Stored items:
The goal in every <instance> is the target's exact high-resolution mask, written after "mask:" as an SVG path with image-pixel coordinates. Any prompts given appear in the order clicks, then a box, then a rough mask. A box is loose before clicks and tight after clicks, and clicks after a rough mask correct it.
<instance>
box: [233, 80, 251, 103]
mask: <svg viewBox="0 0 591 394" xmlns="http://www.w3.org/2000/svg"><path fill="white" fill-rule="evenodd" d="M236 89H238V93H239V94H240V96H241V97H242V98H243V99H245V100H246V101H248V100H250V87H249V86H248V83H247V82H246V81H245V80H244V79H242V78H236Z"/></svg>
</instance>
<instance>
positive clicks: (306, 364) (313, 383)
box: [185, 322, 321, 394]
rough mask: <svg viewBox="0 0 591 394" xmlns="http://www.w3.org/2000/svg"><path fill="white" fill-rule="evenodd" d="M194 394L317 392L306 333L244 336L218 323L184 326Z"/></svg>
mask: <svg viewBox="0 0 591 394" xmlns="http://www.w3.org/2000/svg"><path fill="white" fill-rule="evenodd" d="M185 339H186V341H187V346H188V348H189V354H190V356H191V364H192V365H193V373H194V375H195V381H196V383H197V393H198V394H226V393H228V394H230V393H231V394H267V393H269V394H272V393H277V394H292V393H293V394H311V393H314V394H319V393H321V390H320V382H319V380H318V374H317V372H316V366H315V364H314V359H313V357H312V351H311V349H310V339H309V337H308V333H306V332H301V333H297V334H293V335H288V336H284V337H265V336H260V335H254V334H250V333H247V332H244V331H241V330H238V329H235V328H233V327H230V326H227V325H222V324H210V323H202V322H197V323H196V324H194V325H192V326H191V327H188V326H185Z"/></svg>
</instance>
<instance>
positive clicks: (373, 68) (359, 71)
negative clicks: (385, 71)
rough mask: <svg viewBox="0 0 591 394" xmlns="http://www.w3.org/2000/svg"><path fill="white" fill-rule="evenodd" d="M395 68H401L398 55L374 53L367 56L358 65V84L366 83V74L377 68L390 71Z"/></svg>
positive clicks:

**WHAT YOU SHOULD DO:**
Write out every line of the stored items above as a numbered list, skipping any blank lines.

**REPLY:**
1. The goal in every <instance> is the target's exact high-resolution mask, written after "mask:" as an SVG path with image-pixel coordinates. Any prompts given appear in the order clicks, then a box, then a rough mask. A box is loose before clicks and tight after clicks, and clicks after a rough mask correct it.
2. <instance>
3. box: [233, 80, 251, 103]
4. mask: <svg viewBox="0 0 591 394" xmlns="http://www.w3.org/2000/svg"><path fill="white" fill-rule="evenodd" d="M236 89H238V93H239V94H240V96H241V97H242V98H243V99H245V100H246V101H248V100H250V87H249V86H248V83H247V82H246V81H245V80H244V79H242V78H236Z"/></svg>
5. </instance>
6. <instance>
7. positive clicks: (306, 364) (313, 383)
8. box: [185, 322, 321, 394]
9. rough mask: <svg viewBox="0 0 591 394" xmlns="http://www.w3.org/2000/svg"><path fill="white" fill-rule="evenodd" d="M194 394L317 392L306 333L244 336L218 323L184 326Z"/></svg>
10. mask: <svg viewBox="0 0 591 394" xmlns="http://www.w3.org/2000/svg"><path fill="white" fill-rule="evenodd" d="M185 339H186V341H187V346H188V348H189V354H190V356H191V364H192V365H193V373H194V375H195V381H196V383H197V393H198V394H226V393H228V394H230V393H231V394H267V393H269V394H272V393H277V394H292V393H293V394H311V393H314V394H319V393H321V390H320V382H319V380H318V374H317V372H316V366H315V364H314V359H313V357H312V351H311V349H310V339H309V337H308V333H306V332H301V333H297V334H293V335H288V336H284V337H265V336H260V335H254V334H250V333H247V332H244V331H241V330H238V329H235V328H233V327H230V326H227V325H222V324H210V323H202V322H197V323H196V324H194V325H192V326H191V327H188V326H185Z"/></svg>
11. </instance>
12. <instance>
13. positive clicks: (373, 68) (359, 71)
14. negative clicks: (385, 71)
15. rough mask: <svg viewBox="0 0 591 394" xmlns="http://www.w3.org/2000/svg"><path fill="white" fill-rule="evenodd" d="M395 68H401L398 55L374 53L367 56L358 65V84L366 83V74L377 68L390 71Z"/></svg>
16. positive clicks:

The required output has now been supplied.